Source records
━━━━━━━━━━━━━━━━
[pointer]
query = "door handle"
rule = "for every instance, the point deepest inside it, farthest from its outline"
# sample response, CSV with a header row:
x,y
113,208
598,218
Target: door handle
━━━━━━━━━━━━━━━━
Exercise aim: Beginning with the first line and ending with the last, restate the data word for word.

Your response:
[pointer]
query = "door handle"
rule = "for every instance, the point deepest inside it, farthest from its outline"
# sample response, CSV with a header row:
x,y
113,208
598,218
Target: door handle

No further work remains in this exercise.